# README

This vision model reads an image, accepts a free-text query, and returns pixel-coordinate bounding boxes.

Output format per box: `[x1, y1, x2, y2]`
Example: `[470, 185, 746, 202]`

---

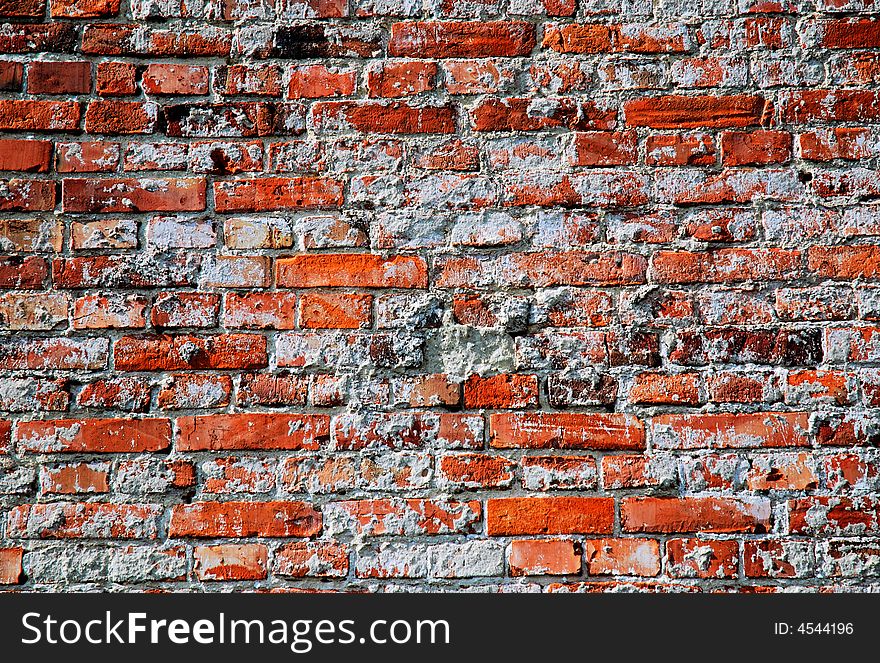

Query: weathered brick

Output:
[62, 178, 205, 213]
[274, 542, 349, 578]
[176, 413, 329, 451]
[16, 418, 171, 453]
[508, 539, 582, 576]
[625, 95, 768, 128]
[651, 413, 810, 449]
[622, 497, 772, 533]
[9, 503, 161, 539]
[584, 538, 661, 576]
[214, 177, 343, 211]
[0, 0, 874, 594]
[114, 334, 267, 371]
[490, 413, 645, 449]
[389, 22, 535, 57]
[170, 501, 321, 538]
[194, 544, 268, 581]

--------

Task statement. Leaving the pictures aside, give back all the records exactly as they are.

Answer to the problem.
# README

This vision model reads an image, accepts a free-text query, and returns pixel-coordinate bounding boxes.

Output format per box: `[x1, y1, x2, y2]`
Example: `[470, 185, 746, 202]`

---


Query: weathered brick

Output:
[62, 178, 205, 213]
[274, 542, 349, 578]
[176, 413, 329, 451]
[16, 418, 171, 453]
[508, 539, 582, 576]
[625, 95, 768, 128]
[651, 413, 810, 449]
[622, 497, 772, 533]
[9, 503, 161, 539]
[584, 538, 661, 576]
[214, 177, 343, 211]
[0, 0, 874, 594]
[114, 334, 267, 371]
[490, 413, 645, 449]
[389, 22, 535, 57]
[170, 501, 321, 538]
[194, 544, 268, 581]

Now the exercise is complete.